======== SOURCE EXTRACT ========

Dir: Jaime Balaguero. Spain-US. 2002. 102 mins.

Opening wide in Spain on Oct 11 following its world premiere at Sitges, Darkness has already broken local records for the year, with an opening weekend gross of $1.14m (E1.17m) from 275 copies. Pre-sales around the world - including to Miramax for English-language territories - assure the film wide exposure. Unfortunately, the talent Jaume Balaguero demonstrated in his award-winning debut feature, The Nameless (Los Sin Nombre), which attracted those very buyers, is given short shrift in this follow-up effort. Darkness's potential to terrify is cramped by the production's pretensions of crossing over to a wider audience by emphasising its big-name international cast instead. The prevalence of dialogue over spine-tingling scares could turn off the core audience of youngsters and genre fans if word gets out. In Spain a hefty marketing push from producer-distributor Filmax may temper that response. The test will be the film's staying power at the Spanish box office in the weeks to come: a second week take of $794,000, a drop of 30%, shows the signs are good.

The film opens with a child's voiceover and flashbacks to an unsolved mystery which took place at a house in Catalonia 40 years earlier. Cut to the modern-day, as a displaced American family innocently moves into the same house. Things aren't right from the start: teenage daughter Regina (Paquin) resents the move to Spain; distant mother Maria (Olin) is overly-exhausted from work; doting father Marco (Glen) begins to show symptoms of a recurring disease which turns him violently abusive; and young son Paul (Enquist) is the only one to sense the ghosts of six young children lurking in the house's dark recesses.

A creepy-enough central conceit concerning an occult ritual is left idling until the final third of the film, and when it comes it is too little too late. Balaguero has a gift for haunting visuals, cleverly crafted here with the help of cinematographer Xavi Gimenez and editor Luis de la Madrid using intercut scenes, flashes of memorable images and plays on light and shade. But any real suspense these effects might have built up gets bogged down too soon in the talk-heavy set-up and development segments. The first real scare doesn't come until an hour into the tale, and Balaguero doesn't let loose with the major frights - and a now-requisite surprise twist - until the finale.

======== DATA ========

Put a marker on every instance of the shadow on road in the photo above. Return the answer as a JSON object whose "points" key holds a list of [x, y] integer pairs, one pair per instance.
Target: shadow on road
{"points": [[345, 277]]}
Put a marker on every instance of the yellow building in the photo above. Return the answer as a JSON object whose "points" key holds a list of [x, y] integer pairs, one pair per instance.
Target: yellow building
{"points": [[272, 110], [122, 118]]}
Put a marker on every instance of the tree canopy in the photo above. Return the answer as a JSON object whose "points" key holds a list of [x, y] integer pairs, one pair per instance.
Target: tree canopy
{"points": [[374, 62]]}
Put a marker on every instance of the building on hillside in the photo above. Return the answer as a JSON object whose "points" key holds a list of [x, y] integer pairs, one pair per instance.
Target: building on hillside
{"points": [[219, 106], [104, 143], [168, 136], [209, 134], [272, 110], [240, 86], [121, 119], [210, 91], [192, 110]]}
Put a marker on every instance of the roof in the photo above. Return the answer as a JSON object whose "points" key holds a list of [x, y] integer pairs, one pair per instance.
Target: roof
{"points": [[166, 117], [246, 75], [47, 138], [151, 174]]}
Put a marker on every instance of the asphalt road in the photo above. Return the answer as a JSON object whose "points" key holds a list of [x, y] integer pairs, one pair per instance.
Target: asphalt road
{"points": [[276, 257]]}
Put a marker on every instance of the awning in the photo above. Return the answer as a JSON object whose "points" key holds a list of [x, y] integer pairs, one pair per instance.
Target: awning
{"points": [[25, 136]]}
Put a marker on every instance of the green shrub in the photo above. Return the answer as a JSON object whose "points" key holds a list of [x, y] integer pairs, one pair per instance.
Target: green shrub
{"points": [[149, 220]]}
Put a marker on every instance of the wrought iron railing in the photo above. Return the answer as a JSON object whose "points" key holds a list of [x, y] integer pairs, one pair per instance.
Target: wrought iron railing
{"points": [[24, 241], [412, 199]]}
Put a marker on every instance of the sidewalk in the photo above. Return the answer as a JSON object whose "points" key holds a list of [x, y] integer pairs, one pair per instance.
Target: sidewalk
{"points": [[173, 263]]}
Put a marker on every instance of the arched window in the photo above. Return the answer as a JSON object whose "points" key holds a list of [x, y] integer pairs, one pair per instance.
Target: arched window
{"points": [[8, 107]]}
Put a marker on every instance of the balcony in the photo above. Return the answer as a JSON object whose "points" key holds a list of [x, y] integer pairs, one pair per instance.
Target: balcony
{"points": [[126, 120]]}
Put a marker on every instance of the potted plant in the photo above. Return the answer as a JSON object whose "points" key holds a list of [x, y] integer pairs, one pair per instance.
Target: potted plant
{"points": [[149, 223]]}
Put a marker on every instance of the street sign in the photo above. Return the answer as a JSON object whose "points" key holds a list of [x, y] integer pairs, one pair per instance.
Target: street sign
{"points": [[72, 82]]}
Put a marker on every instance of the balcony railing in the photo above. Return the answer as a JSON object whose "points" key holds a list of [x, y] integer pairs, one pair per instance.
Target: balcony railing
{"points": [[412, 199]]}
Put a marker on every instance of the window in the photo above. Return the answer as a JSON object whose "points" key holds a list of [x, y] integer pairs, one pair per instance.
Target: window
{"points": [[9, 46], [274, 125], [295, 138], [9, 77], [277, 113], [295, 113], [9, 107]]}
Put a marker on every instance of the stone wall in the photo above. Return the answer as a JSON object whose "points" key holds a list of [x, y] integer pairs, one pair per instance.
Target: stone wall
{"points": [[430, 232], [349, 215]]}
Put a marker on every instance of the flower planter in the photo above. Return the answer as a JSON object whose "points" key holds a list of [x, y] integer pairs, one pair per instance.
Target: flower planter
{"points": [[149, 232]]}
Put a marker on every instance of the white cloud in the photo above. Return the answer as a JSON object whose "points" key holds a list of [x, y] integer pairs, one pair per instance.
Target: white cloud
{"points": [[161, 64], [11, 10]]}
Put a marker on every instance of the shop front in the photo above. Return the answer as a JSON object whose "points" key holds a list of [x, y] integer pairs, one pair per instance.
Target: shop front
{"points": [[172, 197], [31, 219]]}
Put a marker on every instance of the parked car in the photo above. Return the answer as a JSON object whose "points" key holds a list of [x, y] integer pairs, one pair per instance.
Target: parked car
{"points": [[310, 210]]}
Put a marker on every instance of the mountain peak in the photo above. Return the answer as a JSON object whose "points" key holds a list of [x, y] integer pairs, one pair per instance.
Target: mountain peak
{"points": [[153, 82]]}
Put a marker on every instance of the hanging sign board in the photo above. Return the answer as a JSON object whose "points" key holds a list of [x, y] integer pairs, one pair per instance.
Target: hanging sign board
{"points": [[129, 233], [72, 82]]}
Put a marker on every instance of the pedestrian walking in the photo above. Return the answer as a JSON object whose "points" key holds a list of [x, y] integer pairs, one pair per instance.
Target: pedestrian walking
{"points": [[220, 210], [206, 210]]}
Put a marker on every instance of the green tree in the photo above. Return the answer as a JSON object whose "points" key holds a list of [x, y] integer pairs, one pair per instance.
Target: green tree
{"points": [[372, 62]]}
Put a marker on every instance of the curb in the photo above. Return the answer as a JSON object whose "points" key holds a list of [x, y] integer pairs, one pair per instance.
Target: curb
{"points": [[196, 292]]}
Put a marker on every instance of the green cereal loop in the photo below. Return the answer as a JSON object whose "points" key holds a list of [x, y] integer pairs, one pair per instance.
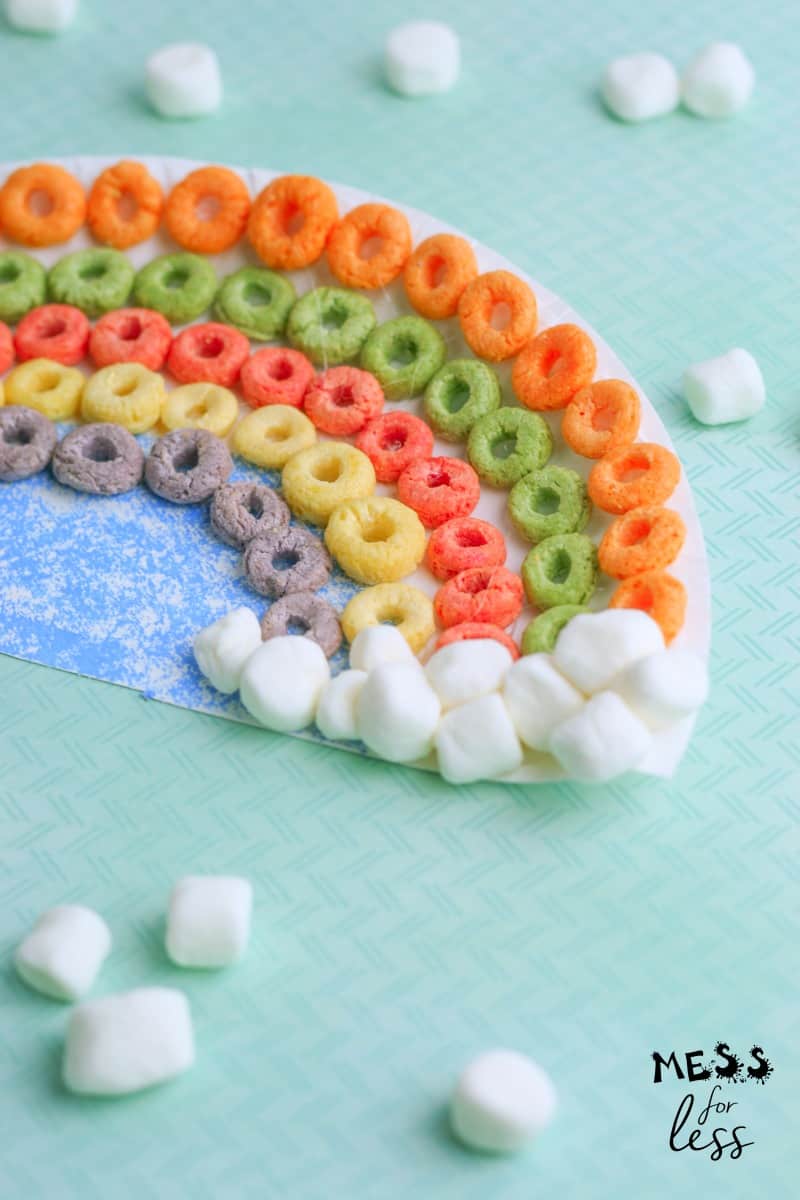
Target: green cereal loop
{"points": [[331, 324], [23, 285], [96, 280], [180, 287], [256, 301], [561, 570], [459, 393], [548, 502], [541, 634], [404, 354], [505, 445]]}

========

- _DIRECTIONS_:
1. Copy out the passage of the Darkness review that opens with the words containing "A creepy-enough central" and closes with "until the finale.".
2. In the Darkness review, who is named as the cinematographer?
These rows were taken from a different source than the review.

- _SOLUTIONS BY TASK_:
1.
A creepy-enough central conceit concerning an occult ritual is left idling until the final third of the film, and when it comes it is too little too late. Balaguero has a gift for haunting visuals, cleverly crafted here with the help of cinematographer Xavi Gimenez and editor Luis de la Madrid using intercut scenes, flashes of memorable images and plays on light and shade. But any real suspense these effects might have built up gets bogged down too soon in the talk-heavy set-up and development segments. The first real scare doesn't come until an hour into the tale, and Balaguero doesn't let loose with the major frights - and a now-requisite surprise twist - until the finale.

2. Xavi Gimenez